From a1f70ce7d0cd29deb6bbb73a2586042642e38f03 Mon Sep 17 00:00:00 2001
From: qazal <77887910+Qazalin@users.noreply.github.com>
Date: Wed, 15 Jan 2025 12:34:15 -0500
Subject: [PATCH] only use BUFFER_VIEW in disk [pr] (#8629)

* only use BUFFER_VIEW in disk [pr]

* delete can_view

* BUFFER_VIEW op on DISK

* remove that allow_buffer_view=False

* notes

* bitcast is a low-level op too

* this passes on AMD and LLVM
---
 test/test_schedule.py   |  5 +++--
 test/test_setitem.py    | 10 ++--------
 test/test_tensor_uop.py |  3 +--
 tinygrad/ops.py         | 13 +++++++------
 tinygrad/tensor.py      |  2 +-
 5 files changed, 14 insertions(+), 19 deletions(-)

- - - - -

> _EXERCISES TO COMPLETE_:
A) According to the patch, how many files does it change?
B) Rewrite the patch from "From a1f70ce7d0cd29deb6bbb73a2586042642e38f03 Mon" to "disk [pr] (#8629)", substituting "BUFFER_COPY" for "BUFFER_VIEW".
C) Continue the tinygrad patch from its last line.

> _DATA LINES_:
- - - - -

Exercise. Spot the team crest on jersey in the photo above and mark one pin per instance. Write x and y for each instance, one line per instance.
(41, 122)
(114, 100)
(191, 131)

- - - - -

> _ANSWERS IN ORDER_:
A) Five files, with 14 insertions and 19 deletions.

B)
From a1f70ce7d0cd29deb6bbb73a2586042642e38f03 Mon Sep 17 00:00:00 2001
From: qazal <77887910+Qazalin@users.noreply.github.com>
Date: Wed, 15 Jan 2025 12:34:15 -0500
Subject: [PATCH] only use BUFFER_COPY in disk [pr] (#8629)

C)
diff --git a/test/test_schedule.py b/test/test_schedule.py
index 2d531f0170..a0cd1b3272 100644
--- a/test/test_schedule.py
+++ b/test/test_schedule.py
@@ -13,7 +13,7 @@ from tinygrad.device import is_dtype_supported
 from tinygrad.dtype import DType, ImageDType
 from tinygrad.shape.shapetracker import ShapeTracker
 from tinygrad.shape.view import View
-from tinygrad.ops import PatternMatcher, UOp, Ops, UPat, graph_rewrite, track_rewrites, view_supported_devices, symbolic_simple, merge_views
+from tinygrad.ops import PatternMatcher, UOp, Ops, UPat, graph_rewrite, track_rewrites, symbolic_simple, merge_views
 from tinygrad.helpers import CI, DEBUG, FUSE_ARANGE, GlobalCounters, getenv, SPLIT_REDUCEOP, unwrap, prod, Context
 from tinygrad.codegen.kernel import verify_ast
 from tinygrad.engine.schedule import ScheduleItem, create_schedule_with_vars, view_right, view_left, remove_movement_ops
@@ -1630,7 +1630,8 @@ class TestIndexing(unittest.TestCase):
     a[0] = 6
     np.testing.assert_equal(a.numpy(), [6., 2., 3., 4.])
 
-  @unittest.skipUnless(Device.DEFAULT in view_supported_devices, "need view")
+  #@unittest.skipUnless(Device.DEFAULT in view_supported_devices, "need view")
+  @unittest.skip("BUFFER_VIEW no longer supported on non-disk devices")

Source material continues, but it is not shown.